— Your objective —
For the data below, restate word for word only the lines from the line containing "Which pixel lies on the wrought" through the line containing "Which pixel lies on the pine", both ends included.

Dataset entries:
----

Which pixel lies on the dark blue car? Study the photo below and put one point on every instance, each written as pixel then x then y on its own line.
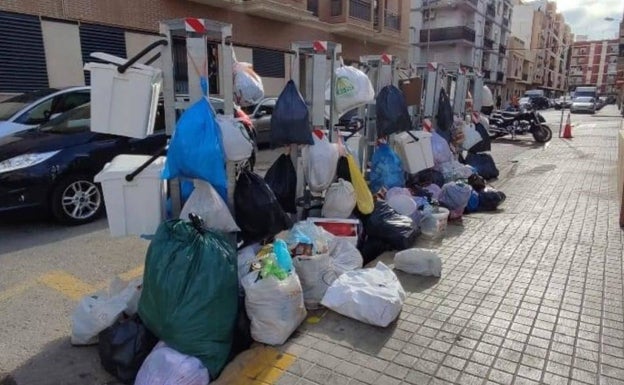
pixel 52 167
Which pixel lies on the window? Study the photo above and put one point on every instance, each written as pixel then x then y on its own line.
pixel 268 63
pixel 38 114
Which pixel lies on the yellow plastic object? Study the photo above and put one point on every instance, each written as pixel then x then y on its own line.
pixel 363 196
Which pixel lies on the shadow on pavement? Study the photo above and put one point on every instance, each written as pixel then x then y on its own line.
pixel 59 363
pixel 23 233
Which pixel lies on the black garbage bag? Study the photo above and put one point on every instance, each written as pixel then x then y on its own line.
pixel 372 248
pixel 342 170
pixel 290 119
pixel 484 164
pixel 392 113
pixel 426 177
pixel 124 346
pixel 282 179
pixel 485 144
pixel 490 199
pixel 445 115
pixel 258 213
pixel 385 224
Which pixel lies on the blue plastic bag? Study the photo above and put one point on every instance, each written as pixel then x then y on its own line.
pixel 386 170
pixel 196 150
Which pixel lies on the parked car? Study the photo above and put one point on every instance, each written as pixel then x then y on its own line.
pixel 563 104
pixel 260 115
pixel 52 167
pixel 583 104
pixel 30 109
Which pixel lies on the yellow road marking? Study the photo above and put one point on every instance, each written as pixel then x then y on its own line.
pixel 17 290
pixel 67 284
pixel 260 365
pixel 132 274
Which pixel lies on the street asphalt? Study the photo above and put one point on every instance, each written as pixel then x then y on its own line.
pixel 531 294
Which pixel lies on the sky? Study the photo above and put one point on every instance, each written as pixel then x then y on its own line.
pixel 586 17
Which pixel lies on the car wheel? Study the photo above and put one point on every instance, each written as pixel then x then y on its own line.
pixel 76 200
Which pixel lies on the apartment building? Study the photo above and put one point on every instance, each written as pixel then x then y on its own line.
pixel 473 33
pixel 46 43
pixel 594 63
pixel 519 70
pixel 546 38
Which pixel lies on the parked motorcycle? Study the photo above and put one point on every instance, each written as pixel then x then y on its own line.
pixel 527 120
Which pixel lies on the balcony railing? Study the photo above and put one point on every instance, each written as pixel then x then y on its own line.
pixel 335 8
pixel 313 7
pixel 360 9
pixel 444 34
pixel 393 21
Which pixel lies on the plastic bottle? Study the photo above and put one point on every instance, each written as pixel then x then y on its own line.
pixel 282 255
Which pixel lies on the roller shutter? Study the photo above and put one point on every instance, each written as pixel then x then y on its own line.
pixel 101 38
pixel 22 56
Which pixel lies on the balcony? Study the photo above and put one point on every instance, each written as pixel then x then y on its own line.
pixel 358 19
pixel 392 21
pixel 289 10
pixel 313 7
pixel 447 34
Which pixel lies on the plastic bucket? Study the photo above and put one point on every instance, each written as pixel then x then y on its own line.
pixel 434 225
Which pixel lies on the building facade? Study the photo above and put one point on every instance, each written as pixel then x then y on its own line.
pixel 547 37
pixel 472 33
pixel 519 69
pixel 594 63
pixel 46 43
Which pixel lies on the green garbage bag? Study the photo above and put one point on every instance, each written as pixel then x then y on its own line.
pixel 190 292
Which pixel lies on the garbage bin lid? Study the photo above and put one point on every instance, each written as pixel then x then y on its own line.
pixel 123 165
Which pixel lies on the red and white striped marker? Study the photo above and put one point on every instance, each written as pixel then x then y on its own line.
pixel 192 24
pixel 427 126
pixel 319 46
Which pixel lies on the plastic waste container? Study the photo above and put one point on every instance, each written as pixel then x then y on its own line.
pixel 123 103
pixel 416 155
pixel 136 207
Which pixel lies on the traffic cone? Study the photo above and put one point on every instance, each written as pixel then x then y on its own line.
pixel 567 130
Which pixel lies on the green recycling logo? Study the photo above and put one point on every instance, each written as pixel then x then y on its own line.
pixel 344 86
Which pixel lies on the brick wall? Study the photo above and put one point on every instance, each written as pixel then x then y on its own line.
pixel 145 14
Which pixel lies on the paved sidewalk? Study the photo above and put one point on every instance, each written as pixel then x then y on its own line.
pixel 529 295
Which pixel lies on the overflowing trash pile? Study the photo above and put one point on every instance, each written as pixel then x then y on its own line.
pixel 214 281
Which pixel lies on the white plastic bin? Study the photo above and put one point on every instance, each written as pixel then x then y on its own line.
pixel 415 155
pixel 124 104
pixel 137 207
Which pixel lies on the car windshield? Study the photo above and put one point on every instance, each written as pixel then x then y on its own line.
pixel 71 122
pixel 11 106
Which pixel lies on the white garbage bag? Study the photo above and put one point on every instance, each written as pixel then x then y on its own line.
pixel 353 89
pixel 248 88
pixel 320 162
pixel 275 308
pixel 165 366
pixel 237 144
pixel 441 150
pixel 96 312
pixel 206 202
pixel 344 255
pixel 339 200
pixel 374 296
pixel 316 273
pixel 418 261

----

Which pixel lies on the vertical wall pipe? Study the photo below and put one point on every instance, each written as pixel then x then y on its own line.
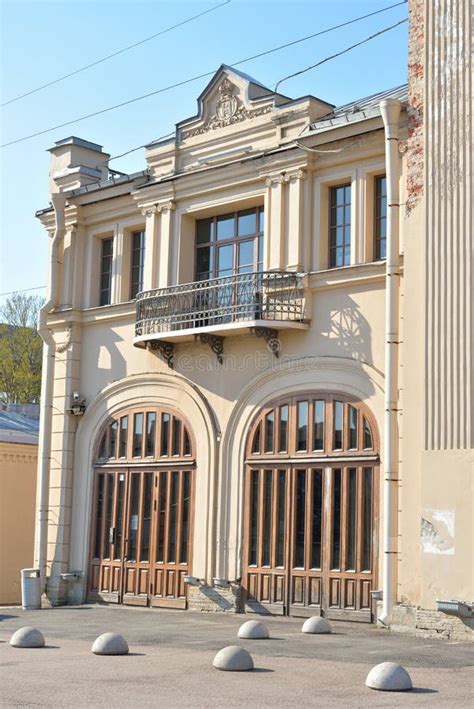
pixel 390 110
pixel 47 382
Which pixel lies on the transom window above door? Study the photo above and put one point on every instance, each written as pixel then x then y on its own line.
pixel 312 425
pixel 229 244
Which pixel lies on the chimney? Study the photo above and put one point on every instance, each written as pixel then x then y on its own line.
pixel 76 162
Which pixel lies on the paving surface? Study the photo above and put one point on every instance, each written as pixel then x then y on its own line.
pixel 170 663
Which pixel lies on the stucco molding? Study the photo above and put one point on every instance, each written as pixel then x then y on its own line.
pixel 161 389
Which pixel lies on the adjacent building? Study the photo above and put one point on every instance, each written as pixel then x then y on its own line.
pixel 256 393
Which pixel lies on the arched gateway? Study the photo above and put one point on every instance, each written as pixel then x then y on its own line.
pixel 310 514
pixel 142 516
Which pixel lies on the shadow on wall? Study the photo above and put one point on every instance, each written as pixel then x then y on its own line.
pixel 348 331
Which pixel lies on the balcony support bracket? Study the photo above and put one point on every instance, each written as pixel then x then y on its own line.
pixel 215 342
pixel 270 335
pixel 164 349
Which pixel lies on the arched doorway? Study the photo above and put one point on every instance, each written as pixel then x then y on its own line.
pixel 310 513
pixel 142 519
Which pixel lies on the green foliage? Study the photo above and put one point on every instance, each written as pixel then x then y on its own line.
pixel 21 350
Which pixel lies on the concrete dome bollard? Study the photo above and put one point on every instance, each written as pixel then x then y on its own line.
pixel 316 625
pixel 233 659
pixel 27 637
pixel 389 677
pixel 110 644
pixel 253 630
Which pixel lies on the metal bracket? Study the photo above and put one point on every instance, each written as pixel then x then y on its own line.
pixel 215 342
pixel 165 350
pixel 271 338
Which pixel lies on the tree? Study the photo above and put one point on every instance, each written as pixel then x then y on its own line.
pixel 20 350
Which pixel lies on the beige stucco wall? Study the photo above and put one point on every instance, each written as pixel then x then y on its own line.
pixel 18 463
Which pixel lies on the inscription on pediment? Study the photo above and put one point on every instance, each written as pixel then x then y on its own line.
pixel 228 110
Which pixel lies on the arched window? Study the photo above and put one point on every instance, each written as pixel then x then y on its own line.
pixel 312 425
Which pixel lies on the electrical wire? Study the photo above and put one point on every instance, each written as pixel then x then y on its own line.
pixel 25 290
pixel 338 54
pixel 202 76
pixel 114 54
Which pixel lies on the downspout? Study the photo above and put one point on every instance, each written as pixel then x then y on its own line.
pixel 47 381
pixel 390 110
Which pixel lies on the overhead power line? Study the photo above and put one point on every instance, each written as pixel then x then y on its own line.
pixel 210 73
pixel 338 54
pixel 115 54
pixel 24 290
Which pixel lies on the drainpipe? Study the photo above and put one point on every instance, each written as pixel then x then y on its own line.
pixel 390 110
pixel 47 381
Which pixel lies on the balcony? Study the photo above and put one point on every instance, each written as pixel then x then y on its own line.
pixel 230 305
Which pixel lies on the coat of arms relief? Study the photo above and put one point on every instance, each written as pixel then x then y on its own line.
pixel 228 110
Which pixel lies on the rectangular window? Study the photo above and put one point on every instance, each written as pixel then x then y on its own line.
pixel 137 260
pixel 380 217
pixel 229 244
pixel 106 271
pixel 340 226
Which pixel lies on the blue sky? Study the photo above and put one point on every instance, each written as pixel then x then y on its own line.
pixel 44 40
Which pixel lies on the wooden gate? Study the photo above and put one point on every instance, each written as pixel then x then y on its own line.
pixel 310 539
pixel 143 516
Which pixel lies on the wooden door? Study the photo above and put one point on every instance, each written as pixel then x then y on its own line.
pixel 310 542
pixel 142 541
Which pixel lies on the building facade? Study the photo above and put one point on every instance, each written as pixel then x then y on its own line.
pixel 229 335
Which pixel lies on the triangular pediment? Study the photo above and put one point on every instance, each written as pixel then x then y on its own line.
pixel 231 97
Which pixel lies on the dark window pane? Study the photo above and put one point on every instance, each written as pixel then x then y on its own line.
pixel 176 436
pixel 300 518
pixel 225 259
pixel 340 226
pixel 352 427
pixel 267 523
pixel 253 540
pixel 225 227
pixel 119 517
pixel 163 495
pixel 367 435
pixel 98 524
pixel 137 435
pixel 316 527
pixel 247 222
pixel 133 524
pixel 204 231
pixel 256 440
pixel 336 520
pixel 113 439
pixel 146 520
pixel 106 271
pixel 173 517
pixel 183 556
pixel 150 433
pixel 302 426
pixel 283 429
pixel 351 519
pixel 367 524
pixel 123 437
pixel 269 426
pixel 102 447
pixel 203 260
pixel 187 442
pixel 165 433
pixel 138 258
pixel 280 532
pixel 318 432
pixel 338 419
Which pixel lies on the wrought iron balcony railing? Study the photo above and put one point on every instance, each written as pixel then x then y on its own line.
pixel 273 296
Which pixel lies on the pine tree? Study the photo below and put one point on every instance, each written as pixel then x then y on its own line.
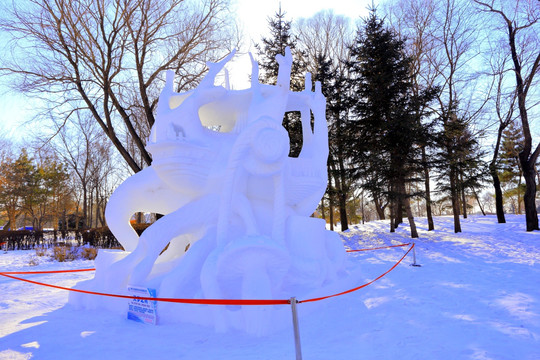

----

— Solution below —
Which pixel lies on the wrought iron balcony railing? Study the photo above and put one point on every instance, each written as pixel then x then y on its own line.
pixel 273 296
Which pixel lies on the pine tree? Study the photo below and put one point on every instance, each written as pixel then x then y on its own line.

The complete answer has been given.